• [Texto de leitura]
-----
“A vida passa tão rapidamente que poucos de nós paramos a pensar naqueles que perderam o passo…”
Com a frase acima tem início uma das mais belas obras dos anos 30, e que continua atual até os dias de hoje.
Lançado em 1937, dirigido por Leo McCarey e baseado no livro “The Years Are So Long” de Josephine Lawrence, “A Cruz dos Anos” (Make way for Tomorrow) não obteve o merecido reconhecimento à época de seu lançamento, mas desde sempre foi o filme favorito de seu realizador, Leo McCarey, vencedor do Oscar de Melhor Diretor por “Cúpido é Moleque Teimoso” (1937) e “O Bom Pastor”(1944), dizia que a Academia o premiara pelos filmes errados, pois “A Cruz dos Anos” era sua melhor obra.
-----
Registros do conjunto de dados de segmentação:
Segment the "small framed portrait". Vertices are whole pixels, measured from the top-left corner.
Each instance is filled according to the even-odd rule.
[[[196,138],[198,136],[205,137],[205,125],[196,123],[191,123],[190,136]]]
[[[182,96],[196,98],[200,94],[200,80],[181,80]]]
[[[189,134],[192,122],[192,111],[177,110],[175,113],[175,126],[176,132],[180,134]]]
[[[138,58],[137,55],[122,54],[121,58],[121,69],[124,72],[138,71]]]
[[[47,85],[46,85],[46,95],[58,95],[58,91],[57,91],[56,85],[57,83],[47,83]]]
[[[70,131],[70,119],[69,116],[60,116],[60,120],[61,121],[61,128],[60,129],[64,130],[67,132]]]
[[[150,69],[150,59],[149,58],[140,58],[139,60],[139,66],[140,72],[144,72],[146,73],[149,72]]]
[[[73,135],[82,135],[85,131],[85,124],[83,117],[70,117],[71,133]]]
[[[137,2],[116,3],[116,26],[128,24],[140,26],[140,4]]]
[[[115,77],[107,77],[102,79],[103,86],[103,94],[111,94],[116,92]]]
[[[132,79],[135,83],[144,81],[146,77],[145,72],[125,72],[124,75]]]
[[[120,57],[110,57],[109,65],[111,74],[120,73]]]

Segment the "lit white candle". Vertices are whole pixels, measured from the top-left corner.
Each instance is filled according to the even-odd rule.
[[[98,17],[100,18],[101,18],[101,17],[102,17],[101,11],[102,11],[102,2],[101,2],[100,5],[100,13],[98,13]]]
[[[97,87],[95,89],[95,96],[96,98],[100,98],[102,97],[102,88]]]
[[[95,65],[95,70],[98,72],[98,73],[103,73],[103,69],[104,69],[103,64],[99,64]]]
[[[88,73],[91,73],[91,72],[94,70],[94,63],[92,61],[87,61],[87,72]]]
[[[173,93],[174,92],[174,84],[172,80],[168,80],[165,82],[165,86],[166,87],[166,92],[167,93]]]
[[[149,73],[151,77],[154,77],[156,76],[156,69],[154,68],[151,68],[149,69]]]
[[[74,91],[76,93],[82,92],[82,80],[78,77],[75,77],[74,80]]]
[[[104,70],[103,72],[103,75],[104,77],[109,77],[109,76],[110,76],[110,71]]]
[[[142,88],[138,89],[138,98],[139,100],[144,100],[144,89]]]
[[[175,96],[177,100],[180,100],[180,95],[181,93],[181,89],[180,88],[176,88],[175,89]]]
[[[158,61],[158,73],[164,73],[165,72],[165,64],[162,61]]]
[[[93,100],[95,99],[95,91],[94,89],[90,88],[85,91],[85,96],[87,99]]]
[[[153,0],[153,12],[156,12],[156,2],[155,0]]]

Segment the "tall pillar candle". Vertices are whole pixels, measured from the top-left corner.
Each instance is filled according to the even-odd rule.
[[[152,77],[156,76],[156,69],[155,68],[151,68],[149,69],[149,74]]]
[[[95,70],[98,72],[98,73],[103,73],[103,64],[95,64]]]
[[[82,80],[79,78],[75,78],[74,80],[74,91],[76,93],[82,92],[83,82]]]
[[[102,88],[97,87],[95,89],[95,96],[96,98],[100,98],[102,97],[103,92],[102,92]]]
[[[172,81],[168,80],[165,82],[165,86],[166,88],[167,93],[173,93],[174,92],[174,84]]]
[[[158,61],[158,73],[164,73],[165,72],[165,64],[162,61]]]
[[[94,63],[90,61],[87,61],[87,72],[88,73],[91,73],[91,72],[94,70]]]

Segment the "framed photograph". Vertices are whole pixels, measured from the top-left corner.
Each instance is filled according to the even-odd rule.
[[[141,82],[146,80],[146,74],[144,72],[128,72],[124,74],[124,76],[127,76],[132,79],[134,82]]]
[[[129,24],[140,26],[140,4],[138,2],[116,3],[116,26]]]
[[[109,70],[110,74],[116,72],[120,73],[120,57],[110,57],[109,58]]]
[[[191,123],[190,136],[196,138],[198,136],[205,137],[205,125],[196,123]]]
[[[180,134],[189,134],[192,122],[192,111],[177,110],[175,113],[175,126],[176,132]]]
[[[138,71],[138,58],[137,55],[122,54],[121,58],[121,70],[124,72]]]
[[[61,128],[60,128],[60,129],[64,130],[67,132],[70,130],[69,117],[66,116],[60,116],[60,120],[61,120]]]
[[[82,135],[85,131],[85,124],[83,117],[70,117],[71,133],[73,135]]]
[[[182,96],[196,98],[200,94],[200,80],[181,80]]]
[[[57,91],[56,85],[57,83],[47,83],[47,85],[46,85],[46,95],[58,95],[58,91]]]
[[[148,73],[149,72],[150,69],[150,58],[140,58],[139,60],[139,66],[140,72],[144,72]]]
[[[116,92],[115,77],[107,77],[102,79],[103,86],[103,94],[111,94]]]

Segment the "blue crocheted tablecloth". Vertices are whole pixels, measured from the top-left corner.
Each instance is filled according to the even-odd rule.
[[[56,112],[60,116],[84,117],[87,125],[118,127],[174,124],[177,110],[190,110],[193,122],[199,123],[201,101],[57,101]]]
-----
• [Tarefa proposta] Reproduza, sem alterar nada, o trecho do texto sobre o filme “A Cruz dos Anos” que vai desde “Lançado em 1937, dirigido” até “sua melhor obra.”.

• [Resposta]
Lançado em 1937, dirigido por Leo McCarey e baseado no livro “The Years Are So Long” de Josephine Lawrence, “A Cruz dos Anos” (Make way for Tomorrow) não obteve o merecido reconhecimento à época de seu lançamento, mas desde sempre foi o filme favorito de seu realizador, Leo McCarey, vencedor do Oscar de Melhor Diretor por “Cúpido é Moleque Teimoso” (1937) e “O Bom Pastor”(1944), dizia que a Academia o premiara pelos filmes errados, pois “A Cruz dos Anos” era sua melhor obra.